▶ REQUIREMENT: Make an exact copy of the lines, leaving the pictures out.

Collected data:
** BEGIN **
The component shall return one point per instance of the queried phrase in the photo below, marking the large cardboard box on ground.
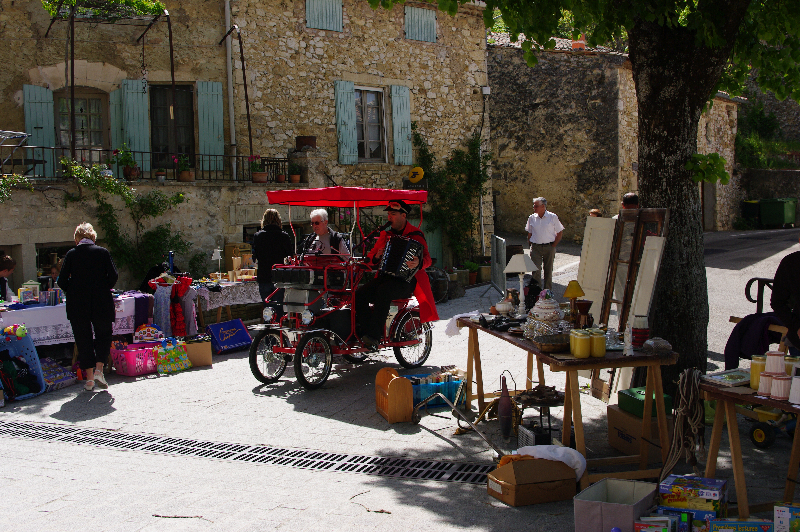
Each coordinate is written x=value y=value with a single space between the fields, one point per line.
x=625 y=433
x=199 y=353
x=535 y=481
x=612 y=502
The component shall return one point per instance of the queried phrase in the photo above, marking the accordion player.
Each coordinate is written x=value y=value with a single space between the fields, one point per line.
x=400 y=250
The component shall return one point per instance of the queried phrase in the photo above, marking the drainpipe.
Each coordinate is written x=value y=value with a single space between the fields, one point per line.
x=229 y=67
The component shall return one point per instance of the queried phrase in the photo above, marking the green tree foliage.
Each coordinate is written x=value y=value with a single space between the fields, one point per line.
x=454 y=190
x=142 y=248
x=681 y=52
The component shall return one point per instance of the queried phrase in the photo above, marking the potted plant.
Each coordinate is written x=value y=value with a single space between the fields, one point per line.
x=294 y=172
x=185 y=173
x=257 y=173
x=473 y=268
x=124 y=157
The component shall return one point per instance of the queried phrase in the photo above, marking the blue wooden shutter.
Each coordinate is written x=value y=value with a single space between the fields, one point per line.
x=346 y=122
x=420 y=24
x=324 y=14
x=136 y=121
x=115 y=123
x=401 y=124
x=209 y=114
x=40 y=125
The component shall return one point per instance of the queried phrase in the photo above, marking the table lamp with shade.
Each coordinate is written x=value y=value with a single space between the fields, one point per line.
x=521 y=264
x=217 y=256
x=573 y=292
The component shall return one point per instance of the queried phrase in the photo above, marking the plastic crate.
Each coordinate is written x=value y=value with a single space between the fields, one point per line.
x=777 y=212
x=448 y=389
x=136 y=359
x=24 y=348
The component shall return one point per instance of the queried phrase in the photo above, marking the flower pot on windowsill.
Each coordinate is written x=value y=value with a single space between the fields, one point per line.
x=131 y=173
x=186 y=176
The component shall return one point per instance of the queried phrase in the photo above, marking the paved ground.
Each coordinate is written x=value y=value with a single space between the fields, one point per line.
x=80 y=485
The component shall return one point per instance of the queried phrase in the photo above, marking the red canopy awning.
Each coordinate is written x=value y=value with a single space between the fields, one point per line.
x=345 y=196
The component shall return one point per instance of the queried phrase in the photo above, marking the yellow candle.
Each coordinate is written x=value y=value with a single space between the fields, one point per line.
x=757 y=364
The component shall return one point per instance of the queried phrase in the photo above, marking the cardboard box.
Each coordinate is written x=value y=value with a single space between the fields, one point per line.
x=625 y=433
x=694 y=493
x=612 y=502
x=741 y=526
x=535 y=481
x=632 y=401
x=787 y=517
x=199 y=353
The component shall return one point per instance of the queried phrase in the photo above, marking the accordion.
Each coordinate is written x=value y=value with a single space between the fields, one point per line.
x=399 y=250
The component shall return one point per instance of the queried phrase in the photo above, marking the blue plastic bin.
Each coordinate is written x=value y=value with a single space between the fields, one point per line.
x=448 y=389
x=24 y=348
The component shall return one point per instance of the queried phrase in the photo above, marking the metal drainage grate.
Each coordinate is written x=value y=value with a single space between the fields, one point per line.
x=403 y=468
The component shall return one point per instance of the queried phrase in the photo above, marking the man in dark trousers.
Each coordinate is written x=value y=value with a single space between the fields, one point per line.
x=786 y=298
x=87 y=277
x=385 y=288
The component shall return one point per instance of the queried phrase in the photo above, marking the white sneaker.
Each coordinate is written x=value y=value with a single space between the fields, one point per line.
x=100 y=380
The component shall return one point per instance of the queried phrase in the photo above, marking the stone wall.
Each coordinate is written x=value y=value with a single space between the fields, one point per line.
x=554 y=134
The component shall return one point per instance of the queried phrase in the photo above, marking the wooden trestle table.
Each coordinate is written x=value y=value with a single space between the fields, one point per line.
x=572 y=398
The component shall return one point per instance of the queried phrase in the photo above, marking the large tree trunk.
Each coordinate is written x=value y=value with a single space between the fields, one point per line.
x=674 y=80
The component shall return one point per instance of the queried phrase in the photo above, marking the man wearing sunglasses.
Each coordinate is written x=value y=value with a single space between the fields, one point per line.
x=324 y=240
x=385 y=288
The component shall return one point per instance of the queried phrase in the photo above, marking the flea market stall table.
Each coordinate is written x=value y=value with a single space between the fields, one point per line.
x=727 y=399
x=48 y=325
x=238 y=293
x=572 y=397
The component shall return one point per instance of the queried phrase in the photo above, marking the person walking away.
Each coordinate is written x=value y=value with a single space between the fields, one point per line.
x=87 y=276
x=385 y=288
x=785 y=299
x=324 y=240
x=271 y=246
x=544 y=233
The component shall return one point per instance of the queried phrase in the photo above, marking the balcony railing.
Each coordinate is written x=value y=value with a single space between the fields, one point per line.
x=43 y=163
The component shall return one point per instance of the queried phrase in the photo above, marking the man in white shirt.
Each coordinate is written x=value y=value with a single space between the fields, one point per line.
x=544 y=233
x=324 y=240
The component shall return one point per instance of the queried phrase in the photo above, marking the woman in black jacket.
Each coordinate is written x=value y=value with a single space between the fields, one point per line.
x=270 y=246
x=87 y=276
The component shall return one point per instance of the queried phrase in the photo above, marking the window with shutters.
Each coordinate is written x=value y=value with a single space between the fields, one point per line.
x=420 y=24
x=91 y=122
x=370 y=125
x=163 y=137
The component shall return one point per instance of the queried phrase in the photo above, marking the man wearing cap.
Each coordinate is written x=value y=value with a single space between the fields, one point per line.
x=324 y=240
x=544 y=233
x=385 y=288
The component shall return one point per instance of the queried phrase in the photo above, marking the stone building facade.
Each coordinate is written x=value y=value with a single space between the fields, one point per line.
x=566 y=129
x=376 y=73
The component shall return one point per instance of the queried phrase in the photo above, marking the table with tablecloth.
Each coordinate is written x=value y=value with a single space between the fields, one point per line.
** END **
▶ FINAL RESULT:
The component shall return one point per instance of the queried phrase in the photo below, marking the large cardboard box on ground.
Each coordinate is written x=value y=value with a single space between the fields, one point per line.
x=625 y=433
x=199 y=353
x=535 y=481
x=612 y=502
The component shall return one point per instance of the queried phrase in the photo above, marking the accordion player.
Each coordinate is written x=value y=value with a single space between the fields, one point per line.
x=400 y=250
The component shall return one point per instance of the queried phrase in the photo above, marking the drainpipe.
Each coordinate is written x=value y=value with a single space between the fields, one point per line.
x=229 y=67
The component shall return one point per instance of the queried phrase in the photo above, marking the green tree foliage.
Each coordinate is written x=value y=value with a single space between the fields, one point per line.
x=454 y=190
x=142 y=248
x=681 y=52
The component shall return one point per instance of the queried phrase in the photo above, marking the potted plant.
Each coordinate is written x=value y=value with a single space between the fields, one point per line.
x=294 y=172
x=185 y=173
x=257 y=173
x=473 y=268
x=124 y=157
The component shall return one point per instance of the queried phrase in the photo above, marking the blue wooden shutter.
Each coordinate is written x=value y=value with a single space between the fields, one point per line.
x=346 y=122
x=420 y=24
x=324 y=14
x=136 y=121
x=115 y=123
x=401 y=124
x=209 y=114
x=40 y=125
The component shall return one point per instance of the queried phrase in the photo above, marking the table lamp with shade.
Each coordinate is written x=value y=value with a single space between the fields, one point per line.
x=521 y=264
x=217 y=256
x=573 y=292
The component shall return one point per instance of the queried phrase in the photo above, marking the plastic crate.
Each coordinate is written x=value y=value with a single space between the fields, one point per line.
x=777 y=212
x=448 y=389
x=136 y=359
x=24 y=348
The component shall return one point per instance of the queried phrase in the photo above, marking the flower pot on windowsill.
Each coordinate is written x=value y=value with a single space between the fields, one point per line.
x=131 y=173
x=186 y=176
The component shall return one point per instance of the queried phrase in the photo above, marking the paved ground.
Each coordinate is written x=value y=value with a single space between the fields, one point per line.
x=80 y=485
The component shall return one point per instance of the queried phrase in the photo above, marking the red canopy awning.
Each coordinate is written x=value y=value with a single space between the fields, one point per line.
x=345 y=196
The component shall return one point per instance of the queried phrase in the photo above, marking the yellow candle.
Each coordinate is written x=value y=value with a single space between the fields, one point per line.
x=757 y=364
The component shall return one point per instance of the queried phrase in the photo above, marking the cardboard box.
Each coordinate is written x=value y=value with a single space between the fields, one point per line.
x=625 y=433
x=694 y=493
x=612 y=502
x=741 y=526
x=535 y=481
x=632 y=401
x=787 y=517
x=199 y=353
The component shall return one point per instance of the queried phrase in the photo above, marking the accordion.
Each coordinate is written x=value y=value with a single space between the fields, one point per line.
x=399 y=250
The component shall return one point per instance of the queried phrase in the photo above, marking the blue plastic bin.
Each coordinate is written x=value y=value with a single space between the fields, one point per line.
x=448 y=389
x=24 y=348
The component shall return one point per instance of the queried phrase in the photo above, marking the metal drainage grate.
Each coordinate is written x=value y=value with a single space between the fields, one point per line.
x=403 y=468
The component shall return one point per instance of the queried phrase in the photo above, marking the man in dark trousers.
Each coordinate is written x=value y=value with a single space between the fields, one point per line.
x=786 y=298
x=87 y=277
x=385 y=288
The component shall return one point per instance of the queried phrase in the photo above, marking the white sneaker.
Each coordinate is written x=value y=value with a single space between the fields, one point per line.
x=100 y=380
The component shall return one point per instance of the queried phrase in the photo above, marking the stone wall.
Each coordinate is written x=value y=value with a single space between the fields, one point per line.
x=554 y=134
The component shall return one point per instance of the queried phrase in the photo above, marking the wooden trestle table.
Each coordinate is written x=value y=value with a single space between the fields, one point per line.
x=572 y=398
The component shall return one point per instance of the queried phrase in the photo above, marking the large tree trunk.
Each coordinate is written x=value y=value with a single space between the fields, one point per line.
x=674 y=80
The component shall return one point per instance of the queried phrase in the photo above, marking the man wearing sunglasses.
Each coordinate is written x=value y=value with a single space between the fields, one point per line.
x=324 y=240
x=385 y=288
The component shall return one point per instance of the queried phrase in the photo above, marking the flea market stall table.
Each coordinate is written x=value y=value with a single space between the fields, one point per line.
x=727 y=399
x=48 y=325
x=238 y=293
x=572 y=397
The component shall return one point per instance of the queried phrase in the photo above, marking the person walking away.
Each coordinate is written x=value y=value with a single space between the fields, one point per line.
x=87 y=276
x=385 y=288
x=785 y=299
x=324 y=240
x=271 y=246
x=544 y=233
The component shall return one point per instance of the queried phrase in the photo above, marking the balcony railing.
Each coordinate is written x=value y=value with a single space between the fields, one point per line.
x=43 y=163
The component shall return one point per instance of the queried phrase in the photo above, marking the man in white shirt.
Each coordinate is written x=value y=value with a single space between the fields, one point per line.
x=544 y=233
x=324 y=240
The component shall return one point per instance of the queried phrase in the photo above, marking the woman in black jacket.
Each coordinate is written x=value y=value with a single space between the fields, one point per line.
x=270 y=246
x=87 y=276
The component shall return one point per instance of the queried phrase in the photo above, marking the window with shutters.
Each coordinate is written x=value y=value with a single space between the fields, one point per line.
x=420 y=24
x=91 y=122
x=370 y=125
x=163 y=137
The component shall return one point per instance of the queried phrase in the photo above, marking the man wearing cap.
Each coordinate is written x=value y=value with a single space between the fields, one point per line.
x=324 y=240
x=544 y=233
x=385 y=288
The component shall return one point per instance of the queried phrase in the photo above, marking the stone building facade.
Each coordinate is written x=value y=value with a single space between the fields, one point per line.
x=566 y=129
x=376 y=73
The component shall return one point per instance of the queried phrase in the photo above, marking the table with tablecloth.
Each coordinate is written x=value y=value with a single space between the fields, one point per line.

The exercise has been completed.